● **Set exercise**: Copy every record below, exactly as written.

──────── Dataset records ────────

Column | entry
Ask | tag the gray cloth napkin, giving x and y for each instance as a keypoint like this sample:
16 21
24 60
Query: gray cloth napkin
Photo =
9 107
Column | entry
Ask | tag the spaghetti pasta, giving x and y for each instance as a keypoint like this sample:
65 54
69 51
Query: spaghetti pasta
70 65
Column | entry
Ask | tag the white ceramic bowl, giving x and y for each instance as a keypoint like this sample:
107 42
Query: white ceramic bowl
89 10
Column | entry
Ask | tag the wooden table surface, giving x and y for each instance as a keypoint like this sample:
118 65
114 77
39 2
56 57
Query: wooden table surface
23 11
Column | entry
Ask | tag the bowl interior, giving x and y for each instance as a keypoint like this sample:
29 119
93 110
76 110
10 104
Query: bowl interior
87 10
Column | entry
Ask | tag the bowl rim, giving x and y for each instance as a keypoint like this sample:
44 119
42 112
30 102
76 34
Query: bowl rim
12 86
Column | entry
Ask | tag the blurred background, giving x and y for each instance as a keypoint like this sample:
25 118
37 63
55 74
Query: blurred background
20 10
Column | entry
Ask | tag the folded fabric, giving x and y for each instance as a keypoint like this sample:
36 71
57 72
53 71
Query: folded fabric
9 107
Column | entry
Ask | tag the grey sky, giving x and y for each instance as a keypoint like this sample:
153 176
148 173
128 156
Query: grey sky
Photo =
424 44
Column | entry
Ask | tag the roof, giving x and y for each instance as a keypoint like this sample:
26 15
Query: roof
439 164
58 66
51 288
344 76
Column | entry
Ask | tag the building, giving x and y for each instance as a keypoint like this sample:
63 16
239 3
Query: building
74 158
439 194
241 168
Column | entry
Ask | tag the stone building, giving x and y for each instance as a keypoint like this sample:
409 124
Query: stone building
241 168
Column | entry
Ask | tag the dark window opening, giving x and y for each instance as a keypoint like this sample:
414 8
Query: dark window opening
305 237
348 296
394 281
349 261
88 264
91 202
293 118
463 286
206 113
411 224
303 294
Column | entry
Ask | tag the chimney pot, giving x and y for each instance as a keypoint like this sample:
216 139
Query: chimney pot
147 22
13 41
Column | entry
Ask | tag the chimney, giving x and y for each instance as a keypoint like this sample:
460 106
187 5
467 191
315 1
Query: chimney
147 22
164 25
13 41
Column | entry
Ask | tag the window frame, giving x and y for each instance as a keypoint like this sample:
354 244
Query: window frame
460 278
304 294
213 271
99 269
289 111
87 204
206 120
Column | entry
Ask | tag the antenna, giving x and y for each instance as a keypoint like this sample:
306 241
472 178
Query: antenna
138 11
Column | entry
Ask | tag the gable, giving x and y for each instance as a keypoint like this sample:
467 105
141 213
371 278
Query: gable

────────

● **Reply**:
Column | entry
Ask | tag the gray cloth napkin, giving x and y for each instance as a keypoint like this sample:
16 21
24 60
Query: gray cloth napkin
Photo =
9 107
Column | entry
Ask | tag the spaghetti pasta, giving x and y for each instance as a keypoint like this sample:
65 54
69 51
Query: spaghetti pasta
70 65
Column | entry
Ask | tag the white ceramic bowl, giving x and y for each instance as a keypoint like this sample:
107 42
Query: white ceramic bowl
89 10
Column | entry
Ask | tag the wooden table surface, giving x and y for each instance as a keypoint like this sample:
118 65
114 77
39 2
56 57
Query: wooden table surface
23 11
Column | entry
Ask | tag the bowl interior, giving x and y for each instance as a keypoint like this sample:
29 119
93 110
76 110
10 104
Query: bowl interior
87 10
Column | entry
Ask | tag the bowl rim, giving x and y for each instance as a keypoint like this sample:
44 119
42 112
30 102
76 34
Query: bowl rim
12 86
Column | entry
Ask | tag the blurred background, giving x and y for each instance as a keypoint like this sample:
25 118
37 63
55 74
Query: blurred background
20 10
Column | entry
Ask | tag the folded fabric, giving x and y for each instance as a keypoint like this sample:
36 71
57 72
53 71
Query: folded fabric
9 107
Column | entry
Ask | tag the grey sky, giving x and y for each instance as a keypoint like this sample:
153 176
148 173
128 156
Query: grey sky
Photo =
424 44
Column | entry
Ask | tag the roof, giving x and y for each instance as a keypoint like this sample:
26 15
Query: roof
439 164
58 66
51 288
344 76
Column | entry
Ask | tag the building, giving x and y for each instance as a keypoint like this sample:
63 16
239 3
Query: building
74 158
439 194
241 168
Column | entry
Ask | tag the stone building, giving x and y for each instance as a keypoint like this sample:
409 124
Query: stone building
241 168
Column | entry
Ask | tag the dark window opening, giving x and y for each instance as a keypoint like this sample:
414 8
Query: dark window opening
305 237
348 296
394 281
349 261
88 264
91 202
293 118
463 286
206 113
411 224
303 294
Column | entry
Ask | tag the chimney pot, giving x and y for each instance as a keypoint like this sample:
216 139
Query: chimney pot
147 22
13 41
Column | entry
Ask | tag the chimney, giving x and y for each instance as a keypoint like this sample:
460 106
187 5
467 191
315 1
Query: chimney
147 22
164 25
13 41
Column | entry
Ask | tag the window frame, giving x and y for each instance as a keypoint like this sample:
354 244
Query: window frame
460 278
304 294
213 271
99 269
289 111
87 204
206 120
Column | entry
Ask | tag the antenna, giving x and y for each instance as a keypoint like this sample:
306 241
472 178
Query: antenna
138 11
Column | entry
Ask | tag the gable, giving x and y for each instance as a keypoint like this sample:
467 105
141 213
371 278
Query: gable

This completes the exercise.